(Stored data entries)
┄┄┄┄┄┄┄┄┄┄┄┄┄┄┄┄┄┄┄┄

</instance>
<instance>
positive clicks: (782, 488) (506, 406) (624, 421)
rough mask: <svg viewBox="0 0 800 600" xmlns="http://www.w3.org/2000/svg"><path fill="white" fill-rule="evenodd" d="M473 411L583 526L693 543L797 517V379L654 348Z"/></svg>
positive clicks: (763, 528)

┄┄┄┄┄┄┄┄┄┄┄┄┄┄┄┄┄┄┄┄

- _What is expected_
Pick each line holding the word "positive" out of the data and copy it.

- _The answer_
positive clicks: (782, 488) (506, 406) (624, 421)
positive clicks: (763, 528)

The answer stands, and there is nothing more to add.